§ PROBLEMS:
**a)** In the passage on wine and Chinese food, which grains are named as the base for indigenous grain-based wine?
**b)** Rewrite the part of the passage on wine and Chinese food starting at "Have you ever" and ending at "for Chinese food.", changing "sophisticated" to "refined".
**c)** Please carry the passage on wine and Chinese food forward from the point where it stops.

§ SELECTED PASSAGE:
· · · ·
Have you ever wondered why the wine lists in your average Chinese restaurants are so limited or non-existent? One would think that with a cuisine so wide-ranging and creative, there would be a sophisticated wine culture accompanying Chinese food. Well, there is. It’s just not the same wine we know of. When mentioning “wine” to a Chinese you need to differentiate between the indigenous “grain-based wine” made from rice, sorghum or barley and the imported European “grape-based wine.” But it doesn’t mean grape wine is not fitting for Chinese food.
Seen as a novel foreign introduction, the Chinese are at a loss as to what to make of “grape” wine. Local wines produced by newly established vineyards are sold in the market bundled with a bottle of Coca Cola or Sprite. It gives a whole new meaning to the phrase “mixed drink”. I heard a story of a Red Army general who opened two cases of champagne half an hour before a banquet because he had heard that wine needed to breath. The place where Chinese food meets wine can be hazardous.
· · · ·
§ DATASET:
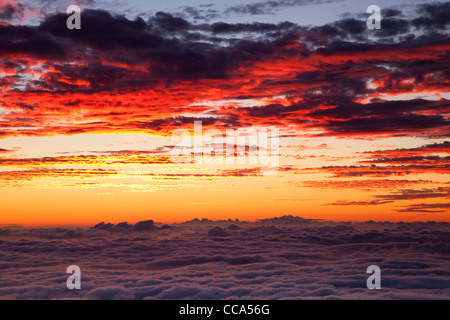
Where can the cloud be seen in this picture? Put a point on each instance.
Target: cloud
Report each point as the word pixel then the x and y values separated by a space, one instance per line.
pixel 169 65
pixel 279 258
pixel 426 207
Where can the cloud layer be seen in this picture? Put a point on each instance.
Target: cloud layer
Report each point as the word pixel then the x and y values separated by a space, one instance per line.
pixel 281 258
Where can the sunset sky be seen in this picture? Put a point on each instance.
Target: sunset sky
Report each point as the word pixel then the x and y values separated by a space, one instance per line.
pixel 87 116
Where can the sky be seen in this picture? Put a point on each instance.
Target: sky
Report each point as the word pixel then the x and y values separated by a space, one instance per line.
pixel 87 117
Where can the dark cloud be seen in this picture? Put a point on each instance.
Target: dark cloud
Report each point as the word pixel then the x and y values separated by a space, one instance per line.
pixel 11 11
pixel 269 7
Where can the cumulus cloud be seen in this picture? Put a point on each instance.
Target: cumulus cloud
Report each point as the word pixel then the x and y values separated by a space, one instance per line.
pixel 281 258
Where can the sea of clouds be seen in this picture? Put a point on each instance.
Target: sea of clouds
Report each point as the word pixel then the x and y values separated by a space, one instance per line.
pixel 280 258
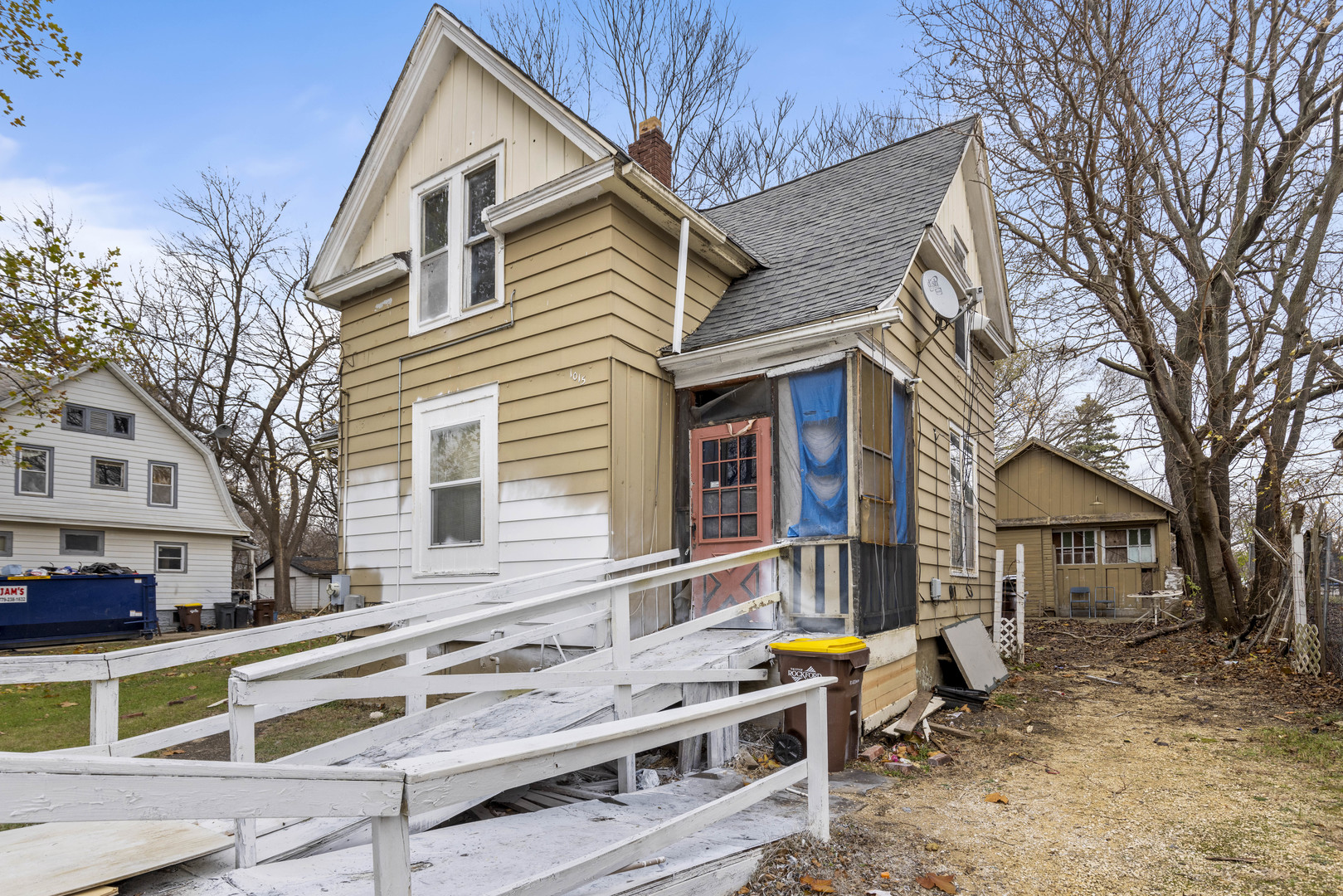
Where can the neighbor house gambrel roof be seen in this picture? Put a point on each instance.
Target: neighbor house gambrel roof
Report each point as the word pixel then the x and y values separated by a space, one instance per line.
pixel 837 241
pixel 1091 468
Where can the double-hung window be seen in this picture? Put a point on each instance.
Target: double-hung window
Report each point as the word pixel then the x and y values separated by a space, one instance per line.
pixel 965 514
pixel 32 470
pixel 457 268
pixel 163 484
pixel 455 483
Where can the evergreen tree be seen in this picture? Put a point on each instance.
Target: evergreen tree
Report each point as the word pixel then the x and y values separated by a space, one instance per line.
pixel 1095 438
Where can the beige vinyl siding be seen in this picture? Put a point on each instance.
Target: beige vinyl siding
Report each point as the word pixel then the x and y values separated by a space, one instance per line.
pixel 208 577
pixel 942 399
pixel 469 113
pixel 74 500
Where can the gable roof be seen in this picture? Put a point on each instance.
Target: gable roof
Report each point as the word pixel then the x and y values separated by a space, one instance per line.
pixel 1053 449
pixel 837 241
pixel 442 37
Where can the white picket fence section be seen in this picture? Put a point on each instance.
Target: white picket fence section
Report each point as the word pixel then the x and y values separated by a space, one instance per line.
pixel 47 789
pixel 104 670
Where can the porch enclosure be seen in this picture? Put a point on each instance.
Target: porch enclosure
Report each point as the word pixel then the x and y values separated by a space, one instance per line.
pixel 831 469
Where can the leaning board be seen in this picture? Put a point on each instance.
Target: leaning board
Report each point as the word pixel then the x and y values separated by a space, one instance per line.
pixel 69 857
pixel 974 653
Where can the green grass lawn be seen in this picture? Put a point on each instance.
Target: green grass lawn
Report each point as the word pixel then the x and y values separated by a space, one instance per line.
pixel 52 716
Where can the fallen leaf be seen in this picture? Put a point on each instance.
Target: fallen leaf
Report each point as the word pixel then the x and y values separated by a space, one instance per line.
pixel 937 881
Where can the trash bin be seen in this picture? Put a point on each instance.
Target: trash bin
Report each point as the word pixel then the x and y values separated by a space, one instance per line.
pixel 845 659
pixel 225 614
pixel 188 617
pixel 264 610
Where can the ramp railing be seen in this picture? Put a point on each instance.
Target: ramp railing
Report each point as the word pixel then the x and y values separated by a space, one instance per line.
· · · ·
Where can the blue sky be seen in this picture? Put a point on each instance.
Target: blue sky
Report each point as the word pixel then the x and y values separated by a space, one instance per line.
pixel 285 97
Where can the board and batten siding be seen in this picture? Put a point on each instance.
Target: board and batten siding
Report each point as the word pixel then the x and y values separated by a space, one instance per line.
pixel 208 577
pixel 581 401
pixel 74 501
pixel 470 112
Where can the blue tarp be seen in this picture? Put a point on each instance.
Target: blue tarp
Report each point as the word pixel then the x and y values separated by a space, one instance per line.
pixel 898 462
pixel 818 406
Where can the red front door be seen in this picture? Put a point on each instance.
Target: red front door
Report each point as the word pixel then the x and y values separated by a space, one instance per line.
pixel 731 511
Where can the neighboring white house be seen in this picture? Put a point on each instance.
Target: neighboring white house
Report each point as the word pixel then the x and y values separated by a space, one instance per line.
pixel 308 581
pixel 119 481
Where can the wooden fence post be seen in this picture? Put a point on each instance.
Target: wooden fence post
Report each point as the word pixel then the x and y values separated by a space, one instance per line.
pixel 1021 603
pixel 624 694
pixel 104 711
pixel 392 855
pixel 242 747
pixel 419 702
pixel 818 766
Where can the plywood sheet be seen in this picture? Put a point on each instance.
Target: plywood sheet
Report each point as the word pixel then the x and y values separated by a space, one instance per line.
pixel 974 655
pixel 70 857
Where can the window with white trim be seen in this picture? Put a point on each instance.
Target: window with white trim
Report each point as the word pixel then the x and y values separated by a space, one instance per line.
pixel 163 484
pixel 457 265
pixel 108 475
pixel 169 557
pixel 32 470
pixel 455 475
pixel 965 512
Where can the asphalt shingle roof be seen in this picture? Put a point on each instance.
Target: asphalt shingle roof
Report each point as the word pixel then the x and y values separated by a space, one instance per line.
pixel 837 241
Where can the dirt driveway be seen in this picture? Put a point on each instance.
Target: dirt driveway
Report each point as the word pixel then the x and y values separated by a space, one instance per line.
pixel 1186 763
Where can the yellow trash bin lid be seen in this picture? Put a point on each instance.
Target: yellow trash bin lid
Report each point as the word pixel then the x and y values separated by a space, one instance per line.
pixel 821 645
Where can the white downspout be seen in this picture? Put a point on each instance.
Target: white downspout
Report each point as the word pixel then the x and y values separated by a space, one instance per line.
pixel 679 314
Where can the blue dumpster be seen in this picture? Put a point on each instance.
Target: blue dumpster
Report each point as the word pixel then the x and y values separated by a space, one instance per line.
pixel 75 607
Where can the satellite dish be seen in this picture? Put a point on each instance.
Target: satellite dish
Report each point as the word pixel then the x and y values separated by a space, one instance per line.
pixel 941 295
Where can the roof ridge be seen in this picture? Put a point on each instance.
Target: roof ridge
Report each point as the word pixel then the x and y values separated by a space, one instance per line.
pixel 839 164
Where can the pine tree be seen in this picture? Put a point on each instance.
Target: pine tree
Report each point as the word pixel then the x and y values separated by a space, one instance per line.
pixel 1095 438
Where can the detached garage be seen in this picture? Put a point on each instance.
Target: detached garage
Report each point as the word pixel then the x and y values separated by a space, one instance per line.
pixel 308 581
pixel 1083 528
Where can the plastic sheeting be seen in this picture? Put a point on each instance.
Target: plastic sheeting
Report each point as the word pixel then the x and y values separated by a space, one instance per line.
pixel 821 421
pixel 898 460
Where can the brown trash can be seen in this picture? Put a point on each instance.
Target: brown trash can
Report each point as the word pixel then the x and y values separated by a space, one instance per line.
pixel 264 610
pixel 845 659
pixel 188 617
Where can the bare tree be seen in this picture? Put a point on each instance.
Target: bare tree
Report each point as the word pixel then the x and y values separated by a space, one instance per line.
· · · ·
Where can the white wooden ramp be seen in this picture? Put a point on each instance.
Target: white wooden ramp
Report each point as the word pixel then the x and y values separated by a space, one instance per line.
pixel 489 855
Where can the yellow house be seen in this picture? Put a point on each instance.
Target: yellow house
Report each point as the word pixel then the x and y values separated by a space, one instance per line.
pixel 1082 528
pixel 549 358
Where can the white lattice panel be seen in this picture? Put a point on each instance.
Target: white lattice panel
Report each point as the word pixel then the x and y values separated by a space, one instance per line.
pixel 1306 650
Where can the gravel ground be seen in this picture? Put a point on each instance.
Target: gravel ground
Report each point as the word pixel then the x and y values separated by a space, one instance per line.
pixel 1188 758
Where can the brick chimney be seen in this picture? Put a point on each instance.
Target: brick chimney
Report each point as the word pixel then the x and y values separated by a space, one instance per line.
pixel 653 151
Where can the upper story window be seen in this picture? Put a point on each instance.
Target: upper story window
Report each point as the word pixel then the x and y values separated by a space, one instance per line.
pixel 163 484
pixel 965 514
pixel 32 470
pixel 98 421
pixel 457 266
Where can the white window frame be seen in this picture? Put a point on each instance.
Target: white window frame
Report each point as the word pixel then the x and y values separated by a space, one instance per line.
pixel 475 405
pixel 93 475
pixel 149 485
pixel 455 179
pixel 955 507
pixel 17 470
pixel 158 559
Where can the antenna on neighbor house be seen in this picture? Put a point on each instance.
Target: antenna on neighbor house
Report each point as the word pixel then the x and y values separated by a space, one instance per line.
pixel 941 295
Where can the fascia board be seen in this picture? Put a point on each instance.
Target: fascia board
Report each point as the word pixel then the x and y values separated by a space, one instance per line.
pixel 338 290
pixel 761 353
· · · ·
§ RESPONSES:
**a)** Rice, sorghum or barley.

**b)**
Have you ever wondered why the wine lists in your average Chinese restaurants are so limited or non-existent? One would think that with a cuisine so wide-ranging and creative, there would be a refined wine culture accompanying Chinese food. Well, there is. It’s just not the same wine we know of. When mentioning “wine” to a Chinese you need to differentiate between the indigenous “grain-based wine” made from rice, sorghum or barley and the imported European “grape-based wine.” But it doesn’t mean grape wine is not fitting for Chinese food.

**c)**
Nevertheless pairing wine with Chinese food can be both challenging and rewarding. I decided to challenge my friends in the wine business a few months ago and arranged a 10-course banquet for them to come up with wine pairing. I asked each of them to pair wines to four courses of their choosing. The menu included items typical of a Chinese banquet with seafood, fowl, meats, vegetables, soup and starch. I also explained the spices and cooking methods used for each dish. The result of this exercise was quite remarkable. In addition to the usual suspects of the grape wine varieties, one guest brought three bottles of sake as well. In all there were twenty bottles of wine. Here is the menu along with the suggested wines brought by my guests.
Needless to say the banquet was full of discussions, friendly debates and discoveries. In the next few posts I will be sharing with you some of the reactions from the experts. So stay tuned. In the meantime tell me what you think of the pairings?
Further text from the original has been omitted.